## Task
Could you restate the data word for word?

[Point localization data]
-- Opening Marker --

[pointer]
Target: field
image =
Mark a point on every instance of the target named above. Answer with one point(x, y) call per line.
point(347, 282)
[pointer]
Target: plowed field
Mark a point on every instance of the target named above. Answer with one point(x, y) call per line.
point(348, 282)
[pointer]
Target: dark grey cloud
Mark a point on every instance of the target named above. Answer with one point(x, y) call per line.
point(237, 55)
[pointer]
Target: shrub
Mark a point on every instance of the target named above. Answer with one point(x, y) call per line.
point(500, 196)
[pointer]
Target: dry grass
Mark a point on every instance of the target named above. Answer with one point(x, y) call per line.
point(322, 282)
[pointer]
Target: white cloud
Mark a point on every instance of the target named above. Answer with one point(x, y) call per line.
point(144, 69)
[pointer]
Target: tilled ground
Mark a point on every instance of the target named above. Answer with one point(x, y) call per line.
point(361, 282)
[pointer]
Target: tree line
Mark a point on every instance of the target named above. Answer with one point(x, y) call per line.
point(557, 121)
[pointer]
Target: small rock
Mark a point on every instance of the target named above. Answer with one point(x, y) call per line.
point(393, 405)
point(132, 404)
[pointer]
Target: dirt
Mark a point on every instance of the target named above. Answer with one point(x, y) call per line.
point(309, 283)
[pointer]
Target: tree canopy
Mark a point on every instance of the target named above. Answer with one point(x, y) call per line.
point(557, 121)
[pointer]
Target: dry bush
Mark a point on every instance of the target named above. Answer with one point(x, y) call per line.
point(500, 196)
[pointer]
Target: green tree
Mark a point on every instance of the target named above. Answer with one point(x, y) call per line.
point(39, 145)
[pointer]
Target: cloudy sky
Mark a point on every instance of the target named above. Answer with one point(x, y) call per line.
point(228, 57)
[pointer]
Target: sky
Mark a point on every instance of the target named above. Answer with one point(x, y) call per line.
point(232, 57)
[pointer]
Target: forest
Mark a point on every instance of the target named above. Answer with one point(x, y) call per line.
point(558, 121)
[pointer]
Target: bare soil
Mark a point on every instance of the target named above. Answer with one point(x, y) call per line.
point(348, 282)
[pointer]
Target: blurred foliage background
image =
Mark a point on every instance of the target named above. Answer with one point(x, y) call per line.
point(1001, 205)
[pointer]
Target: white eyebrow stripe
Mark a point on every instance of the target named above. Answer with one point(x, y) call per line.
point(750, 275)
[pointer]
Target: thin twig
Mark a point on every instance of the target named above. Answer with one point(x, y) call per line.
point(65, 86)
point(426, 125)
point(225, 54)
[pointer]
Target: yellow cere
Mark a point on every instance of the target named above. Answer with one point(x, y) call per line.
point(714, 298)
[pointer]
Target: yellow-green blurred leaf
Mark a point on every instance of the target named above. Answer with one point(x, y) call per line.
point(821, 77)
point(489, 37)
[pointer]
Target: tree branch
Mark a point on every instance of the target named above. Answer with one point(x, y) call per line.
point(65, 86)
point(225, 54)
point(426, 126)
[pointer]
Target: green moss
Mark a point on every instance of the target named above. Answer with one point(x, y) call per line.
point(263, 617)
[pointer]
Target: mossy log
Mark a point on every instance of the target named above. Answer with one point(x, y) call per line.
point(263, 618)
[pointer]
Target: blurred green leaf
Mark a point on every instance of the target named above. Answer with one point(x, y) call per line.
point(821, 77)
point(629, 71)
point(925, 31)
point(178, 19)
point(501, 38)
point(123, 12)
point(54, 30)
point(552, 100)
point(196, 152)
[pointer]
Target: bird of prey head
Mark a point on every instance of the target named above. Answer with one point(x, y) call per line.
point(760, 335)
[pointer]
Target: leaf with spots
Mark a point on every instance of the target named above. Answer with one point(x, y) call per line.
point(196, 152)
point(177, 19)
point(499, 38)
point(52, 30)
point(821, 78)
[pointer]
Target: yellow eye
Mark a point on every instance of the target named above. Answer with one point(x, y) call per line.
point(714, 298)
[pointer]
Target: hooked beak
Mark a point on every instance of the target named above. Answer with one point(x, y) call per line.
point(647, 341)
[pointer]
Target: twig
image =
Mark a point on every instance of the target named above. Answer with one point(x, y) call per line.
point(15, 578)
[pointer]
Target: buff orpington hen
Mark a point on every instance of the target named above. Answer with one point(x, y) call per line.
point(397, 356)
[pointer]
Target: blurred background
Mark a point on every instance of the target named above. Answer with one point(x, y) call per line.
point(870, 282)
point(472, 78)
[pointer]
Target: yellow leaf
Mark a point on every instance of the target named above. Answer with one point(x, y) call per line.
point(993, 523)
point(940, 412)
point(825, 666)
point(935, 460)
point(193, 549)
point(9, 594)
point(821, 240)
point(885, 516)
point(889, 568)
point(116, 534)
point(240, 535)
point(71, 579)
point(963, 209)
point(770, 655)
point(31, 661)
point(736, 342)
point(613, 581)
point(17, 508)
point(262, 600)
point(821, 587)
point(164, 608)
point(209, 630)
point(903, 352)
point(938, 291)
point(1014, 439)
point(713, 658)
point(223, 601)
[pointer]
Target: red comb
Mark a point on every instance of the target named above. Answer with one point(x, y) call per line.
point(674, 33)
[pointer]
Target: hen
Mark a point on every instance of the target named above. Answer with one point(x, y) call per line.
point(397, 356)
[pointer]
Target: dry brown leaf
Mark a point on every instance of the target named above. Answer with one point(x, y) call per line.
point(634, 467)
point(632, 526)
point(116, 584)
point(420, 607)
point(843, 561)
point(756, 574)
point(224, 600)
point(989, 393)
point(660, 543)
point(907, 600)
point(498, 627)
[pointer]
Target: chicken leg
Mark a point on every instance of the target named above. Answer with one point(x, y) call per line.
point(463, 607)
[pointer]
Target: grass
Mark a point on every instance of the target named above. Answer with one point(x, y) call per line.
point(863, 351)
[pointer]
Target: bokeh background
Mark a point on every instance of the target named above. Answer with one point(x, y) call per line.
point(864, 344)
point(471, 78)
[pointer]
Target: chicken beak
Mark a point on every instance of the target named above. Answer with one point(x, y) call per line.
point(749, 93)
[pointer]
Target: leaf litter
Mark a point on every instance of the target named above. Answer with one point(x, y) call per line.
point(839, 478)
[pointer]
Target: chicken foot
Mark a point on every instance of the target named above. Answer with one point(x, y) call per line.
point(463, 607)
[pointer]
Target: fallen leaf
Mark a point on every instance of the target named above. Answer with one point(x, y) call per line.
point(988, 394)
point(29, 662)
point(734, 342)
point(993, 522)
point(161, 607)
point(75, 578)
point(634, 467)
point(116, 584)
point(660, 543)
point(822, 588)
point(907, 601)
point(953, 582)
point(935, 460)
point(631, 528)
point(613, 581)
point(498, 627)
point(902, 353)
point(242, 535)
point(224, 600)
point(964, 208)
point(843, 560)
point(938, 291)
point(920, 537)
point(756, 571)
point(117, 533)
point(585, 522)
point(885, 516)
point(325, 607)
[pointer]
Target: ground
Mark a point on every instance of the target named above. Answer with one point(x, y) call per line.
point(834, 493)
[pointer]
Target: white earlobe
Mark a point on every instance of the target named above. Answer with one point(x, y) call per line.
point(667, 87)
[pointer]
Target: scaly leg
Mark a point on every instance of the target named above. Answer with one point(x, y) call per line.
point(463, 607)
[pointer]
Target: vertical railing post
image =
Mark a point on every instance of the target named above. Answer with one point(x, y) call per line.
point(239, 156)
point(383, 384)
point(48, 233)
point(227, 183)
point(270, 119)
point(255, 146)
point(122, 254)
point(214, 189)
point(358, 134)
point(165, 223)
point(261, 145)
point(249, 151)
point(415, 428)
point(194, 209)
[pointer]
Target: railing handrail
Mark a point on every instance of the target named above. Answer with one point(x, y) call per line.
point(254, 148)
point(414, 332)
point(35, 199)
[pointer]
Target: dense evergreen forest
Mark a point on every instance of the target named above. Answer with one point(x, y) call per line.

-- Closing Marker --

## Task solution
[pointer]
Target: field
image =
Mark a point on every instance of the target named above. Answer with one point(x, y) call per line.
point(347, 282)
[pointer]
Target: plowed field
Mark a point on every instance of the target named above. Answer with one point(x, y) call per line.
point(348, 282)
[pointer]
Target: dark grey cloud
Mark a point on every instance of the target named above. Answer with one point(x, y) call per line.
point(237, 55)
[pointer]
Target: shrub
Mark a point on every instance of the target named above. Answer with one point(x, y) call per line.
point(500, 196)
[pointer]
Target: dry grass
Mark a point on every instance of the target named above. Answer with one point(x, y) call per line.
point(322, 282)
[pointer]
Target: white cloud
Mark a point on every instance of the target named above. Answer with one point(x, y) call per line.
point(144, 69)
[pointer]
Target: tilled ground
Mark a point on every instance of the target named above. Answer with one point(x, y) call per line.
point(361, 282)
[pointer]
Target: tree line
Mark a point on every instance of the target named above. Answer with one point(x, y) call per line.
point(557, 121)
[pointer]
Target: small rock
Mark a point on every instance of the target named above. Answer with one point(x, y) call per line.
point(393, 405)
point(132, 404)
[pointer]
Target: dirt
Mark a point on every instance of the target named above. Answer with one point(x, y) call per line.
point(309, 283)
[pointer]
Target: tree canopy
Mark a point on every instance of the target named above. Answer with one point(x, y) call per line.
point(557, 121)
[pointer]
Target: dry bush
Mark a point on every instance of the target named above. Answer with one point(x, y) call per line.
point(500, 196)
[pointer]
Target: green tree
Mark a point on every instance of the target named above. Answer with one point(x, y) call per line.
point(39, 145)
[pointer]
Target: cloudy sky
Mark a point on every instance of the target named above. Answer with one point(x, y) call per line.
point(228, 57)
[pointer]
Target: sky
Mark a point on every instance of the target named above. Answer with one point(x, y) call per line.
point(232, 57)
[pointer]
Target: forest
Mark a point on every instance of the target named above. Answer with one point(x, y) call per line.
point(558, 121)
[pointer]
Target: bare soil
Mark a point on every instance of the target named above. Answer with one point(x, y) call per line.
point(348, 282)
[pointer]
Target: blurred foliage background
image =
Mark a point on every instance of the target named above. Answer with one point(x, y) call per line.
point(1001, 205)
[pointer]
Target: white eyebrow stripe
Mark a point on every instance of the target named above. Answer with one point(x, y) call per line.
point(750, 275)
[pointer]
Target: thin twig
Mark a point on every instance of the target named above. Answer with one point(x, y) call per line.
point(65, 86)
point(426, 125)
point(225, 54)
[pointer]
Target: yellow cere
Mark a point on every instance of the target named above. Answer with one point(x, y) call per line.
point(714, 298)
[pointer]
Target: yellow-green blurred leaf
Mark a point on every instance of the target named above. Answer with one point(x, y) call per line.
point(821, 77)
point(489, 37)
[pointer]
Target: tree branch
Mark a point on every instance of the target named above. Answer with one point(x, y) call per line.
point(65, 86)
point(225, 54)
point(426, 126)
[pointer]
Target: green moss
Mark a point on every instance of the target named above. Answer with one point(x, y) call per line.
point(263, 617)
[pointer]
Target: mossy log
Mark a point on every instance of the target named above. Answer with one point(x, y) call per line.
point(263, 618)
[pointer]
Target: blurred green leaf
Mark a point on every instance of the target named above. Answer with one point(x, y) call per line.
point(821, 77)
point(629, 71)
point(925, 31)
point(178, 19)
point(501, 38)
point(123, 12)
point(54, 30)
point(552, 100)
point(196, 152)
[pointer]
Target: bird of prey head
Mark a point on every instance of the target named above. Answer with one point(x, y) call per line.
point(760, 335)
[pointer]
Target: leaf with spots
Mark a point on every instance of the target named above. Answer with one point(x, y) call per line.
point(196, 152)
point(177, 19)
point(499, 38)
point(52, 30)
point(821, 78)
[pointer]
Target: yellow eye
Mark a point on every instance of the target named above. Answer with one point(x, y) call per line.
point(714, 298)
[pointer]
Target: hooked beak
Mark a point on every instance of the target named above. Answer with one point(x, y) call per line.
point(647, 341)
[pointer]
Target: twig
image =
Mark a point on every instance of the target named above. Answer with one point(x, y) call per line.
point(15, 578)
[pointer]
Target: buff orpington hen
Mark a point on every instance of the target named above. Answer with one point(x, y) call per line.
point(397, 356)
[pointer]
Target: blurred background
Mark a point on every instance of the target named above. Answer with one point(x, y) call per line.
point(870, 282)
point(472, 78)
[pointer]
Target: yellow leaf
Mark a point on every instance of the target named above. Answer with one point(x, y) call per line.
point(993, 523)
point(940, 412)
point(825, 666)
point(935, 460)
point(193, 549)
point(9, 594)
point(821, 240)
point(885, 516)
point(889, 568)
point(116, 534)
point(240, 535)
point(71, 579)
point(963, 209)
point(770, 655)
point(31, 661)
point(736, 342)
point(613, 581)
point(17, 508)
point(262, 600)
point(821, 587)
point(164, 608)
point(209, 630)
point(903, 352)
point(938, 291)
point(1014, 439)
point(713, 658)
point(223, 601)
[pointer]
Target: red comb
Mark a point on every instance of the target named above. Answer with one point(x, y) call per line.
point(674, 33)
[pointer]
Target: hen
Mark a point on every instance of the target named above. Answer with one point(x, y) call per line.
point(397, 356)
[pointer]
Target: dry brown leaf
Mark a point on every instance of the target named above. Answer with one point(x, y) call per line.
point(634, 467)
point(632, 526)
point(116, 584)
point(420, 607)
point(843, 561)
point(756, 574)
point(224, 600)
point(989, 393)
point(660, 543)
point(907, 600)
point(498, 627)
[pointer]
Target: chicken leg
Mark a point on every instance of the target named above. Answer with one point(x, y) call per line.
point(463, 607)
[pointer]
Target: grass
Mark a point on every instance of the target named above. Answer with one point(x, y) call per line.
point(863, 351)
[pointer]
Target: bokeh background
Mark a point on every instance of the target named above. Answer with one point(x, y) call per line.
point(864, 344)
point(471, 78)
[pointer]
Target: chicken beak
Mark a point on every instance of the target named above. Answer with one point(x, y) call per line.
point(749, 93)
[pointer]
Target: leaf litter
Mark a point on every instance of the target named above. Answer with one point(x, y) call per line.
point(839, 478)
[pointer]
Target: chicken foot
Mark a point on every instance of the target named above. Answer with one point(x, y) call per line.
point(463, 607)
[pointer]
Target: fallen leaf
Mark a point on every instance of the target named above. Answer with one point(x, y) call per line.
point(988, 394)
point(29, 662)
point(734, 342)
point(993, 522)
point(161, 607)
point(75, 578)
point(634, 467)
point(116, 584)
point(660, 543)
point(822, 588)
point(907, 601)
point(953, 582)
point(935, 460)
point(631, 528)
point(613, 581)
point(498, 627)
point(902, 353)
point(242, 535)
point(224, 600)
point(964, 208)
point(843, 560)
point(938, 291)
point(920, 537)
point(756, 571)
point(117, 533)
point(585, 522)
point(885, 516)
point(325, 607)
[pointer]
Target: ground
Mark a point on every instance of the target named above. Answer with one point(x, y) call per line.
point(834, 493)
[pointer]
Target: white earlobe
Mark a point on every instance of the target named above. Answer with one point(x, y) call per line.
point(667, 87)
[pointer]
Target: scaly leg
Mark a point on every instance of the target named above. Answer with one point(x, y) call per line.
point(463, 607)
[pointer]
Target: vertical railing post
image =
Mark a point on every instance of the target named above. Answer with one point(x, y) call per line.
point(239, 156)
point(383, 384)
point(48, 233)
point(227, 183)
point(270, 119)
point(255, 146)
point(122, 254)
point(214, 189)
point(358, 134)
point(165, 223)
point(261, 145)
point(249, 151)
point(415, 428)
point(194, 209)
[pointer]
Target: railing handrail
Mark a point on every instance of the target named above. Answer with one point(x, y) call per line.
point(254, 148)
point(414, 332)
point(35, 199)
[pointer]
Target: dense evergreen forest
Mark a point on every instance of the target named above. Answer with one point(x, y) call per line.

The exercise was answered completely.